## [Given instruction 1]
Collect every line in the records below that contains the word "stone".

## [Text provided]

Years later KeePassXC[1] was forked and slowly growing.

[0]
[https://github.com/keepassx/keepassx/pull/52](https://github.com/keepassx/keepassx/pull/52)

[1]
[https://github.com/keepassxreboot/keepassxc](https://github.com/keepassxreboot/keepassxc)

------
gleb
If they have access to URLs that's even more bad than it seems. The URLs are
often registration form urls and can have secret data as url parameters.

LastPass needs to comment on this. It looks pretty bad.

------
zeveb
The (otherwise excellent) Password Store program effectively does the same
thing.

Folks, encrypt _everything_. Anything less is profoundly foolish.

------
EGreg
I have a question to all the hackers here about personal identity managers and
UX. There are projects to decentralize personal identity and move away from
passwords, such as Solid ([https://solid.mit.edu](https://solid.mit.edu)) and
our own project, Qbix
([https://qbix.com/platform](https://qbix.com/platform)).

The WeChat article recently posted shows one major thing about user behavior
and UX architecture. Users actually prefer to have one APP on their phone
representing their social identity, have all their notifications, contacts,
etc. from all different communities in the app.

So this probably means that the "personal identity server" should have some
default protocol to receive notifications (encrypted with user's public key)
and an APP for iOS and Android. The server would have rules for processing
notifications and may notify the user (eg it may stop after the first 5 or set
do not disturb where only the badge updates). Upon opening the app the user
would see all the notifications from all the other services (they would be
fetched and decrypted). And those notifications may contain deep-links back
into flows that generated the notifications, eg a chat.

What is also nice is if you can have these rules be general purpose hooks that
run on the client in some isolated JS environment. Then for example you can
update the list of ids that a user's contacts have on different services (if
you have pairwise anonymity) in the background. And next time you visit a
website the auth extension/library/app can offer to connect you with those
people on that website.

## [Data shown]
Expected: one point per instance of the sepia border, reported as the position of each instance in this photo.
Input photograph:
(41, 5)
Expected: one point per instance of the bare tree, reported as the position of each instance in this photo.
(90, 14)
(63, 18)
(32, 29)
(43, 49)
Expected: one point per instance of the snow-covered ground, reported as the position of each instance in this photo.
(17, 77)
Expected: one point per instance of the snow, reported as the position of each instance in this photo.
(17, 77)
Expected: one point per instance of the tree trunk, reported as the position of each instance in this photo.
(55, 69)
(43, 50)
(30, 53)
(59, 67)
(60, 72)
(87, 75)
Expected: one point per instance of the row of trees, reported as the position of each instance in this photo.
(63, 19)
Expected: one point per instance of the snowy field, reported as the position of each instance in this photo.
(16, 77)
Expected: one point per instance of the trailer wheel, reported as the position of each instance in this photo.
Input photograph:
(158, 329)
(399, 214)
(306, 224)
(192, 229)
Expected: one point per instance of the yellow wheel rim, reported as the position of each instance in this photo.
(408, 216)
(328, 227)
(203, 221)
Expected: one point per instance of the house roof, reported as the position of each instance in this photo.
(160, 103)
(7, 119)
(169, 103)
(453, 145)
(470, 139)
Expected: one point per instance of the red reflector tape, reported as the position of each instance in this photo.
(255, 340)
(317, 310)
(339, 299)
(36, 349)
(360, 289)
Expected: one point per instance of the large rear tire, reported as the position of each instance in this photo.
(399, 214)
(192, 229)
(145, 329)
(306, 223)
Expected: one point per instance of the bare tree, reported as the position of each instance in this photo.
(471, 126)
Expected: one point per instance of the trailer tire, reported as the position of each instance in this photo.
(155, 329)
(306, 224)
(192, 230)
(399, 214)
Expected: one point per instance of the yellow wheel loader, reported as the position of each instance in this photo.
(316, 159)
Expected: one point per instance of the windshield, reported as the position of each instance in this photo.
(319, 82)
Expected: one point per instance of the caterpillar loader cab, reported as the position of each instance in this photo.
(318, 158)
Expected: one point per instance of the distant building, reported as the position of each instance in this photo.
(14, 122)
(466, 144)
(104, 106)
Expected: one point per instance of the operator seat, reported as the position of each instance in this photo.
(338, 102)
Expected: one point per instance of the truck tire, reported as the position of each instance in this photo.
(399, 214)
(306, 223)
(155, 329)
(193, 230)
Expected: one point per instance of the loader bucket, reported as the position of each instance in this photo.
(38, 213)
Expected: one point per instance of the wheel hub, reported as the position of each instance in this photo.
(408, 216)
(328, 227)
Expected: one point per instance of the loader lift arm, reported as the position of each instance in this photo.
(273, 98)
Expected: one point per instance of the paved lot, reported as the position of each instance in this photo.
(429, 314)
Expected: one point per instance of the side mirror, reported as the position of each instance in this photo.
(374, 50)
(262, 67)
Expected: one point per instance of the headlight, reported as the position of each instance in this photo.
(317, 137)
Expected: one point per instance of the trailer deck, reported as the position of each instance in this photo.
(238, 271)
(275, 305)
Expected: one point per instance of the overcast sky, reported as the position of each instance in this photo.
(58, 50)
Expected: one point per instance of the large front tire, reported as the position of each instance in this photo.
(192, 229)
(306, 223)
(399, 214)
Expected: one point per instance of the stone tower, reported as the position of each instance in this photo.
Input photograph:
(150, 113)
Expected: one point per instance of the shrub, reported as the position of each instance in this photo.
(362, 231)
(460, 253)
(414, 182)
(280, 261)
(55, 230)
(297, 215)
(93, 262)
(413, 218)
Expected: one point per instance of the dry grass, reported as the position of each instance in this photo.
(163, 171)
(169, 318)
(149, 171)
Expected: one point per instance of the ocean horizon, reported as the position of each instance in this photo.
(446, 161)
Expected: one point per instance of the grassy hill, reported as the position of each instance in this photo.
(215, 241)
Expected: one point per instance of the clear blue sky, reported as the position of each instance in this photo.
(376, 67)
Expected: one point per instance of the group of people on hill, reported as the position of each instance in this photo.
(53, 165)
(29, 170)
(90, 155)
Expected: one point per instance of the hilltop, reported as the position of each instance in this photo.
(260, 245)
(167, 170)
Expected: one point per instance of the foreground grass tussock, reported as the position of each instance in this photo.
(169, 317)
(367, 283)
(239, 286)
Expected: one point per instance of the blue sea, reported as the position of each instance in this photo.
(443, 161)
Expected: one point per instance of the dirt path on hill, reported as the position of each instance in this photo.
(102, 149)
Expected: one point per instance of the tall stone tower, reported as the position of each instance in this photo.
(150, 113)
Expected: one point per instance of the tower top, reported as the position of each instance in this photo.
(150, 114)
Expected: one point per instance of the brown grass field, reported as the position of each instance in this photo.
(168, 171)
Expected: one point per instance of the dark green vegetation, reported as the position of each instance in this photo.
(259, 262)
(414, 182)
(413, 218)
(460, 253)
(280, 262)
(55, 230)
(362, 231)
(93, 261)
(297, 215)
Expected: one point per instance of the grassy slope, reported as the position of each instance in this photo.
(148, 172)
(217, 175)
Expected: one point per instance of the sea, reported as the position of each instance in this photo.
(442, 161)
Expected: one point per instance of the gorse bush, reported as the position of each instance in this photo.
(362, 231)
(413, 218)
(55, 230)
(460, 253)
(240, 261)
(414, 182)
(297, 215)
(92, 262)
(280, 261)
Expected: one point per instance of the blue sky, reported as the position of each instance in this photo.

## [Given instruction 2]
In the forum thread above, which two projects does the comment by EGreg name as efforts to decentralize personal identity and move away from passwords?

## [Response 1]
Expected: one point per instance of the stone tower, reported as the position of each instance in this photo.
Expected: one point per instance of the tall stone tower, reported as the position of each instance in this photo.

## [Response 2]
Solid and Qbix.